- [Problem requirements]
Copy task, pictures excluded: set down exactly the lines from the one containing "Task: point out the window with" to the end of the data below.

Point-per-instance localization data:

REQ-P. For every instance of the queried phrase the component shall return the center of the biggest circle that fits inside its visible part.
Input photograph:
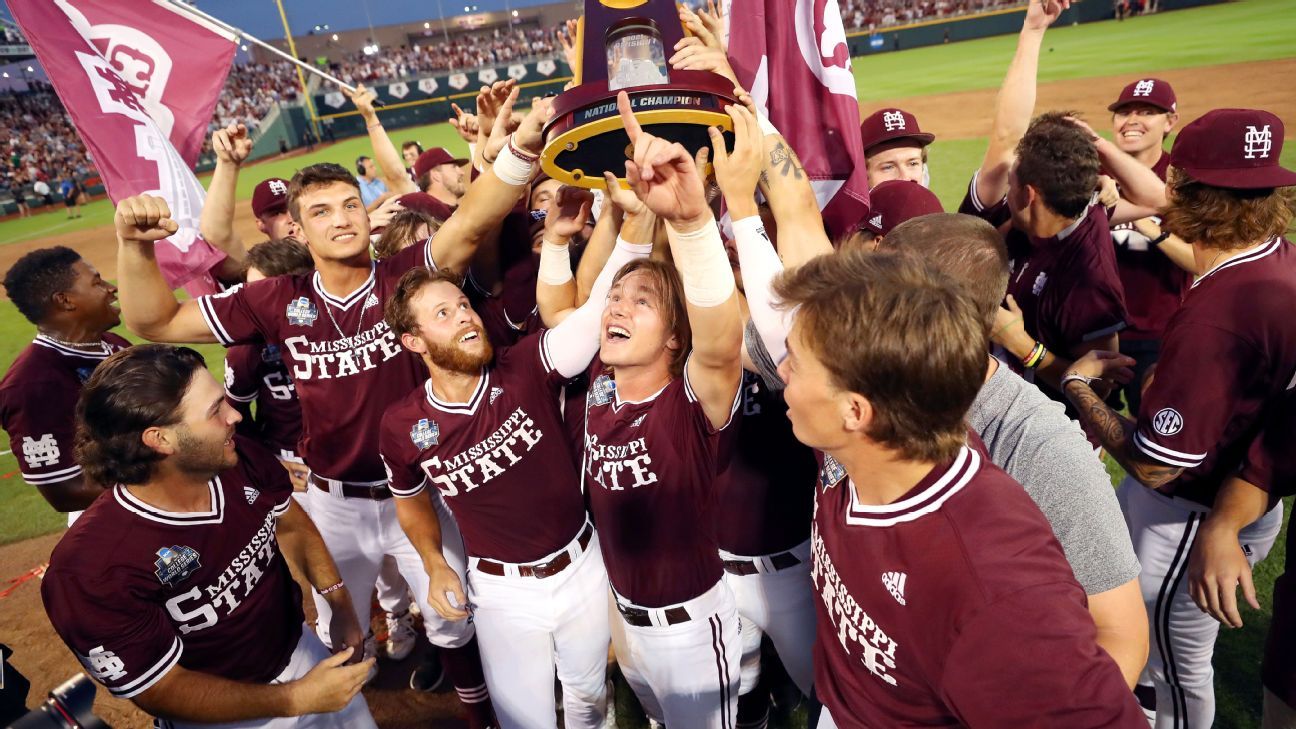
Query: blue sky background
(261, 17)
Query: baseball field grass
(1233, 33)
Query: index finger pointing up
(627, 117)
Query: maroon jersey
(1067, 286)
(651, 468)
(1154, 284)
(134, 590)
(766, 492)
(954, 606)
(255, 372)
(502, 461)
(1227, 358)
(38, 405)
(345, 362)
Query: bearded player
(346, 363)
(945, 598)
(486, 432)
(174, 589)
(73, 309)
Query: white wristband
(512, 167)
(555, 263)
(703, 265)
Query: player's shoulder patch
(175, 563)
(425, 433)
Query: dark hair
(670, 288)
(132, 391)
(964, 248)
(35, 278)
(315, 175)
(283, 257)
(1058, 158)
(898, 332)
(398, 311)
(1224, 218)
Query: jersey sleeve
(245, 313)
(1049, 672)
(399, 458)
(125, 644)
(42, 427)
(1200, 380)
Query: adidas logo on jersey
(894, 583)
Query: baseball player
(1196, 423)
(346, 365)
(174, 589)
(894, 147)
(944, 597)
(73, 309)
(486, 432)
(657, 427)
(255, 372)
(1064, 295)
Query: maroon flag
(139, 81)
(792, 56)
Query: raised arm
(493, 193)
(666, 178)
(385, 155)
(1016, 101)
(148, 304)
(217, 221)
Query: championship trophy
(624, 46)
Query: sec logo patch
(1168, 422)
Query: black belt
(354, 490)
(539, 568)
(780, 561)
(639, 616)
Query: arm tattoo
(1115, 433)
(784, 161)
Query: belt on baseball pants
(375, 490)
(780, 561)
(538, 568)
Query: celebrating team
(564, 420)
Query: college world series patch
(424, 433)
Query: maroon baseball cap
(433, 157)
(894, 201)
(270, 197)
(1151, 91)
(1233, 148)
(885, 125)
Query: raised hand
(568, 213)
(664, 175)
(232, 144)
(144, 218)
(331, 685)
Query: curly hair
(1222, 218)
(132, 391)
(1058, 158)
(35, 278)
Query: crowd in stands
(460, 53)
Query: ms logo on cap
(1259, 143)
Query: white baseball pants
(684, 675)
(779, 603)
(358, 533)
(309, 653)
(1182, 636)
(530, 629)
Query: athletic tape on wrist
(703, 265)
(512, 167)
(555, 263)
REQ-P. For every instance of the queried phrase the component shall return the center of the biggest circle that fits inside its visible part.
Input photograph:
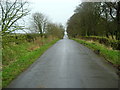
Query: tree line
(95, 19)
(12, 11)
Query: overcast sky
(58, 11)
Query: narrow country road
(68, 64)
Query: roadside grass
(17, 58)
(110, 55)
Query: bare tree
(11, 12)
(39, 23)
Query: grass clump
(110, 55)
(19, 57)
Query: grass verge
(24, 58)
(110, 55)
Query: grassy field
(17, 58)
(110, 55)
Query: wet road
(68, 64)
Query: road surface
(68, 64)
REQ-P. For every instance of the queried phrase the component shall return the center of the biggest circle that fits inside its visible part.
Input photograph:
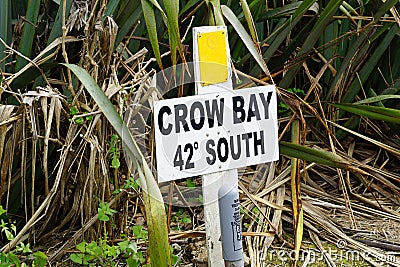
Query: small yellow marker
(212, 57)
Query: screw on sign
(214, 133)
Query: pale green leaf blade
(28, 34)
(150, 19)
(231, 17)
(172, 12)
(376, 99)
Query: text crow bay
(214, 132)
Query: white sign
(214, 132)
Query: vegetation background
(71, 69)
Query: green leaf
(2, 211)
(28, 34)
(378, 98)
(5, 28)
(115, 163)
(231, 17)
(40, 259)
(370, 64)
(283, 31)
(324, 19)
(77, 258)
(190, 183)
(81, 247)
(150, 19)
(250, 21)
(172, 12)
(9, 235)
(153, 201)
(372, 112)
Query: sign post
(213, 134)
(213, 73)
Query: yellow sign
(213, 57)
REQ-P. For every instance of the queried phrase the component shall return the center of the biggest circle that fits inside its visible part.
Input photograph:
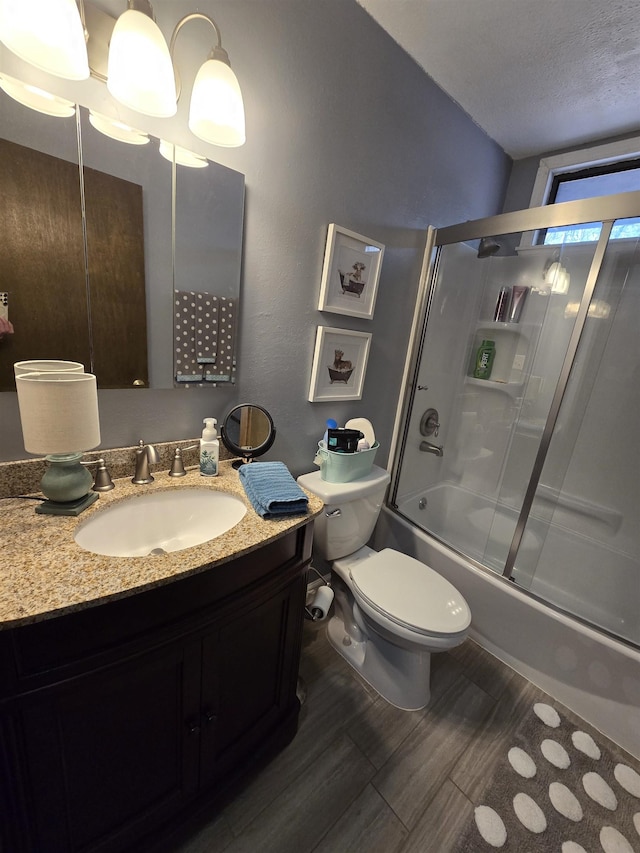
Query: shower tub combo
(523, 487)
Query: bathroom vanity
(156, 689)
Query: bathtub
(596, 676)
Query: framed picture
(350, 273)
(339, 364)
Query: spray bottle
(209, 449)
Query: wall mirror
(151, 225)
(247, 431)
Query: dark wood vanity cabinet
(119, 721)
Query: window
(603, 170)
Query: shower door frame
(603, 209)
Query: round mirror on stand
(248, 432)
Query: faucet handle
(103, 481)
(177, 466)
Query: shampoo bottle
(209, 449)
(484, 359)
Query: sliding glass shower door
(531, 470)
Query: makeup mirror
(247, 431)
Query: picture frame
(339, 364)
(350, 273)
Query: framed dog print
(350, 273)
(339, 364)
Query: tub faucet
(427, 447)
(146, 455)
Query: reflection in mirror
(206, 294)
(100, 318)
(40, 255)
(248, 431)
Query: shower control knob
(430, 423)
(194, 728)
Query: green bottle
(484, 360)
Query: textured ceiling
(536, 75)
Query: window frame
(571, 161)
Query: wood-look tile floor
(363, 777)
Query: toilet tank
(350, 511)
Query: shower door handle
(427, 447)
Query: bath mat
(557, 789)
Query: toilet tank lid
(331, 493)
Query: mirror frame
(247, 454)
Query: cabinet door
(109, 755)
(249, 675)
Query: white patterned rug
(557, 789)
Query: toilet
(391, 611)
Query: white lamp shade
(46, 33)
(117, 130)
(183, 156)
(58, 412)
(216, 113)
(36, 99)
(50, 365)
(139, 70)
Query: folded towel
(272, 490)
(206, 328)
(186, 367)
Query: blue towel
(272, 490)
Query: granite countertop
(44, 573)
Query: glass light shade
(36, 99)
(184, 157)
(58, 412)
(46, 33)
(47, 366)
(216, 113)
(139, 70)
(117, 130)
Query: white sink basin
(159, 522)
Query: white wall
(342, 126)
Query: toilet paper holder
(318, 608)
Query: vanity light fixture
(35, 98)
(49, 34)
(59, 417)
(117, 130)
(183, 156)
(140, 72)
(131, 55)
(141, 76)
(216, 111)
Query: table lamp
(59, 417)
(46, 366)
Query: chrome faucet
(146, 455)
(427, 447)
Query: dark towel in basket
(272, 490)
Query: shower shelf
(513, 344)
(513, 389)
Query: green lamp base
(67, 485)
(67, 507)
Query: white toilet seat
(403, 593)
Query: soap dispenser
(209, 449)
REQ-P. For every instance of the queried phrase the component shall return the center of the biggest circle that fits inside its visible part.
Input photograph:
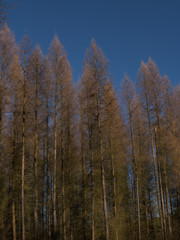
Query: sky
(127, 31)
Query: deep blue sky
(128, 31)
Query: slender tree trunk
(23, 151)
(55, 158)
(62, 167)
(35, 162)
(83, 175)
(103, 187)
(136, 170)
(13, 184)
(48, 175)
(114, 186)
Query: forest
(83, 161)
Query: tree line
(83, 161)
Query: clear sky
(128, 31)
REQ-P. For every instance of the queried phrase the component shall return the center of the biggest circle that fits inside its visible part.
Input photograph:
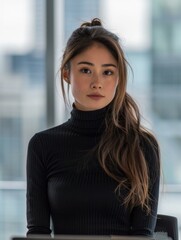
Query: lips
(95, 96)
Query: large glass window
(22, 103)
(150, 34)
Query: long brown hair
(120, 146)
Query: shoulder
(151, 150)
(47, 136)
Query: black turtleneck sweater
(66, 183)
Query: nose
(96, 83)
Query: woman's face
(93, 78)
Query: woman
(98, 173)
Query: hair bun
(94, 22)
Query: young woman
(98, 173)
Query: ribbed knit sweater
(65, 183)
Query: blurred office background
(32, 38)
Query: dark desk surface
(83, 237)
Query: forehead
(97, 52)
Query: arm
(38, 212)
(143, 223)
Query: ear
(66, 75)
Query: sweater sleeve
(142, 222)
(38, 212)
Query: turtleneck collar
(88, 122)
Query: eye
(108, 72)
(85, 70)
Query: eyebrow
(103, 65)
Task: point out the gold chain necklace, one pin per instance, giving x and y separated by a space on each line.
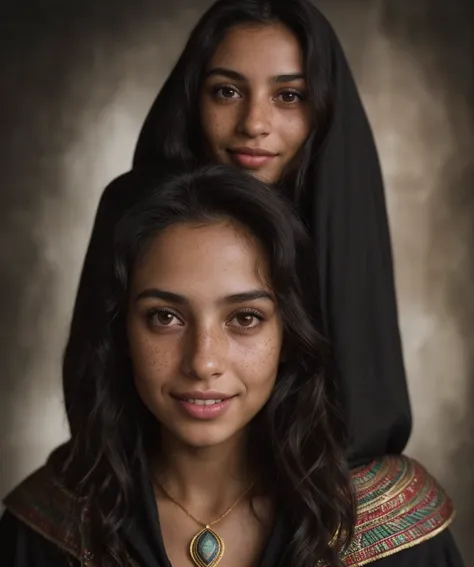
207 546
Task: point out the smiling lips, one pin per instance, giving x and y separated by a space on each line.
251 158
204 405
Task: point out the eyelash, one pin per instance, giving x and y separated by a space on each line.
153 312
297 93
247 311
253 313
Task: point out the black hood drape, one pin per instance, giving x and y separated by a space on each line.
345 205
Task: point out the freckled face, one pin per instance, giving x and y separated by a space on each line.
202 323
253 103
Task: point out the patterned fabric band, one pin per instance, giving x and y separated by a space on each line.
399 506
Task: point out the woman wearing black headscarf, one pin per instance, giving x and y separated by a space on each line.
311 139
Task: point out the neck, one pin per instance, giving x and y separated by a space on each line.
205 480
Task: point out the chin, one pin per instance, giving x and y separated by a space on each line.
207 437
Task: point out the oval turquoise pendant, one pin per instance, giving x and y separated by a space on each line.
207 548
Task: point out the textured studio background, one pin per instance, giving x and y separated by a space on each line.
76 80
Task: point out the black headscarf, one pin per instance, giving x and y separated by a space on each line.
347 213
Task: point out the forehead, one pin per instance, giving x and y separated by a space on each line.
203 260
256 49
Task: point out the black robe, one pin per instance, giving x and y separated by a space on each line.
347 212
23 547
39 503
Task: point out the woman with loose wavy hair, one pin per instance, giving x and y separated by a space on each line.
210 289
264 86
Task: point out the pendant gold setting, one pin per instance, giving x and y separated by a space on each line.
206 548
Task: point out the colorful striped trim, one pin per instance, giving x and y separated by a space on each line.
399 506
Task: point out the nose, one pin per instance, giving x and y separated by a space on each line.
255 120
205 354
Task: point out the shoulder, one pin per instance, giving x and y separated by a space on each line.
23 547
399 505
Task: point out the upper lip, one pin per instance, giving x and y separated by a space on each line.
196 395
252 151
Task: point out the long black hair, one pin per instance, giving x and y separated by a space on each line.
337 185
172 130
299 435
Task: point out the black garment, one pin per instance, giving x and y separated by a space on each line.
22 547
346 208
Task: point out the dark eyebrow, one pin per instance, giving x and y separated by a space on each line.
235 76
180 300
161 294
249 296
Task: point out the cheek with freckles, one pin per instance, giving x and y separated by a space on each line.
153 368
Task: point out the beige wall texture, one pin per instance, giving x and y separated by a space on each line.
76 82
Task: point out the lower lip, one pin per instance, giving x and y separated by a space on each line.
250 162
205 412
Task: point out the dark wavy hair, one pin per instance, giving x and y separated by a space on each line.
298 437
172 130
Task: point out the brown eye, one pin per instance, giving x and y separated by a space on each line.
226 92
289 97
246 320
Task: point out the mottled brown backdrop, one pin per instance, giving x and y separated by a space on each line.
76 81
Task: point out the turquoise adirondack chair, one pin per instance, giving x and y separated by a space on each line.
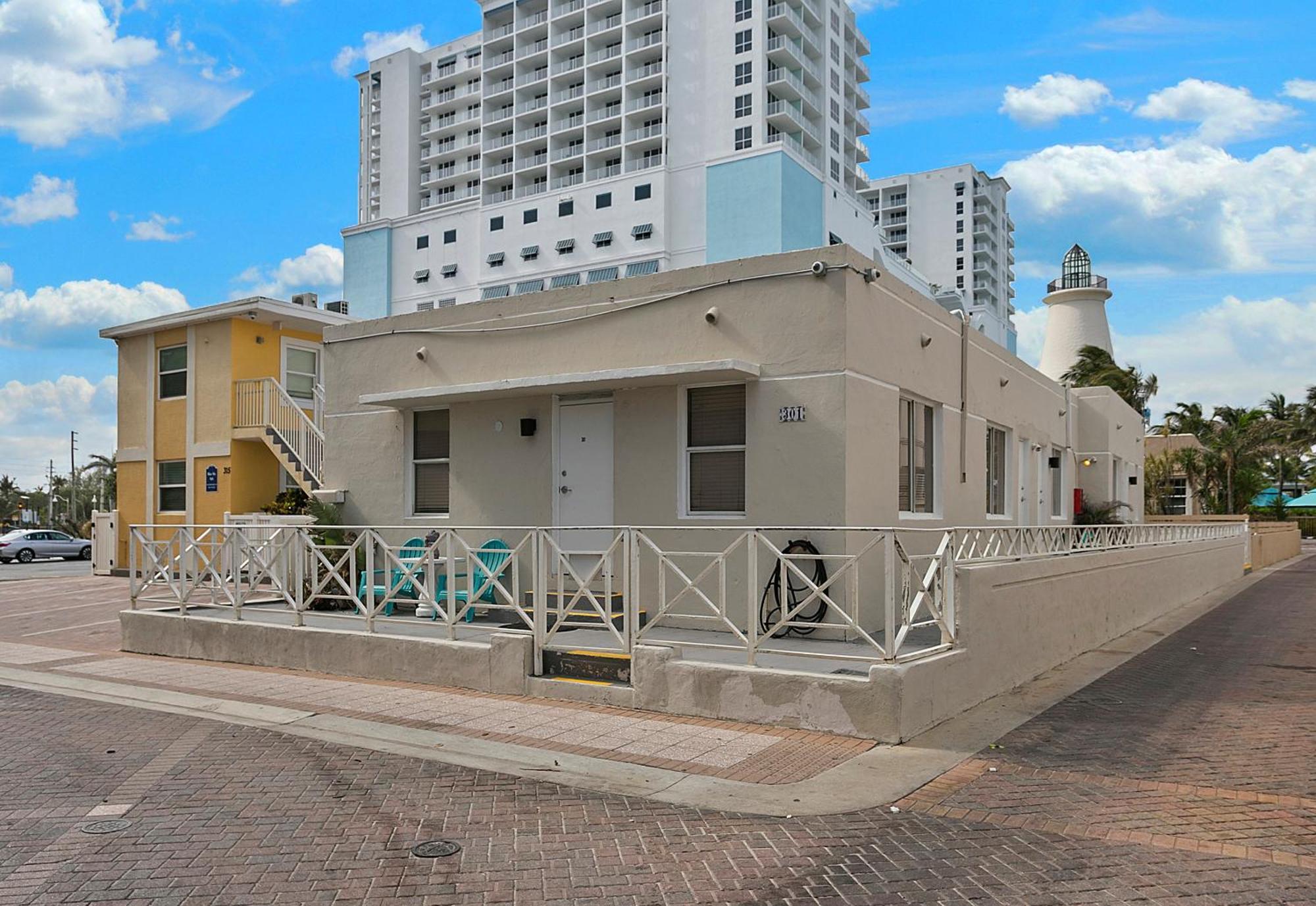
490 561
411 551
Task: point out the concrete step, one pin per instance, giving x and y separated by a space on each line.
588 665
582 690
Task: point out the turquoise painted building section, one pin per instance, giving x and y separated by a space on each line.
368 272
763 206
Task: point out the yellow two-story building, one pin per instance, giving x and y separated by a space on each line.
219 410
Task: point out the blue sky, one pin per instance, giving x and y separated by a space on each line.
182 153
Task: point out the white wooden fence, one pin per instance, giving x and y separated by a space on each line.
859 594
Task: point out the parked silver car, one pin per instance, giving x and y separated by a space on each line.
30 544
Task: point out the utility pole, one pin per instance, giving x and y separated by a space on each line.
73 478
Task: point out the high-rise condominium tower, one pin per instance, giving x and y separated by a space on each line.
952 224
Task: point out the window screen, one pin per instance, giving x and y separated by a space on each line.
431 461
301 373
715 441
996 470
173 486
918 460
173 372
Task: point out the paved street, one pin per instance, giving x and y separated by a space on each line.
1185 776
43 569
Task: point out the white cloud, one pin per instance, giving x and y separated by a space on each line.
1221 111
1182 206
84 306
66 72
36 419
1031 327
319 268
378 44
1052 98
49 198
1234 353
155 230
1301 89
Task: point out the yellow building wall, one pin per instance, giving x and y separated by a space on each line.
170 434
134 390
132 503
222 352
213 398
256 477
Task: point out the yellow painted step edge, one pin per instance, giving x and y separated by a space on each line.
586 653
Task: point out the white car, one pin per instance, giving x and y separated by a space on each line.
30 544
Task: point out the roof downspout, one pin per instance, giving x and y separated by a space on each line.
964 397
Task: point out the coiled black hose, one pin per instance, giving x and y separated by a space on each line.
796 591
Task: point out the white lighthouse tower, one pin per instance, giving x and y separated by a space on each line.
1076 314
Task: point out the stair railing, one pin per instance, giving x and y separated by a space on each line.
265 403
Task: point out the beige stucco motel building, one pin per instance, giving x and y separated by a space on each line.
764 391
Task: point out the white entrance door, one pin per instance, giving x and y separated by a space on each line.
585 477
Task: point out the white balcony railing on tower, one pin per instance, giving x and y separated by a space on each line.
265 405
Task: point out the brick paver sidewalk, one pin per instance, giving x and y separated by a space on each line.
1182 777
1206 742
713 748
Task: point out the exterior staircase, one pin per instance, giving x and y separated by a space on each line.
264 410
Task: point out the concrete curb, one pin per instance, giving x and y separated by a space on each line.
871 780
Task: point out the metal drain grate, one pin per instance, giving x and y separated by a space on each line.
436 848
109 826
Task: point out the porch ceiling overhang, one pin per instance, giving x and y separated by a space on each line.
647 376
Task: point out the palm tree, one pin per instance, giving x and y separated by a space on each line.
1239 436
1188 419
11 498
106 470
1096 368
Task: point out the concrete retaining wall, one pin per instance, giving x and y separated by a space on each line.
1275 541
1017 620
499 667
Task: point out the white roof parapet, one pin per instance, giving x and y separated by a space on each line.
648 376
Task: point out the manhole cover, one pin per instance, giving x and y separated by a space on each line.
107 826
436 848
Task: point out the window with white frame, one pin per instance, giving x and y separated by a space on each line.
172 486
997 459
173 372
1177 498
715 449
1057 482
302 372
918 456
431 463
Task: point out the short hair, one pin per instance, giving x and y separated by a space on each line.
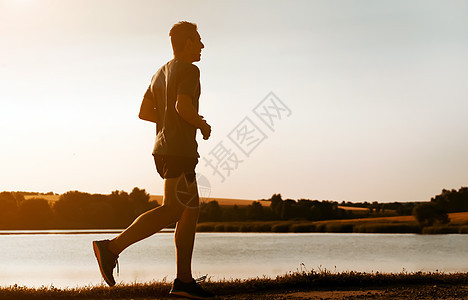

- [Output]
Task: point out the window with white frame, one pin per instance, giving x and y separated by a space on each line.
172 486
997 459
173 372
1177 498
715 449
1057 482
302 372
918 456
431 463
Task: point out the short hair, one pin per instance, giving x and y separated by a space on each line.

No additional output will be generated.